§ **Provided material**:
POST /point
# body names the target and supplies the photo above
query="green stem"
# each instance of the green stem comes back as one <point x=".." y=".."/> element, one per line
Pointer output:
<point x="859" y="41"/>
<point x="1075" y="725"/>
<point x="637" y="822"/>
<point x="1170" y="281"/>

§ **Task description**: Convert every line of the records above into a JSON list of strings, one string per line, leaving out any blank lines.

§ **Final result**:
[
  "POST /point",
  "# body names the target and supplies the photo above",
  "query=\"green stem\"",
  "# each instance of the green stem comes back as one <point x=\"..\" y=\"..\"/> element, one per line",
  "Pointer output:",
  "<point x=\"859\" y=\"41\"/>",
  "<point x=\"1075\" y=\"725\"/>",
  "<point x=\"637\" y=\"822\"/>",
  "<point x=\"1170\" y=\"281\"/>"
]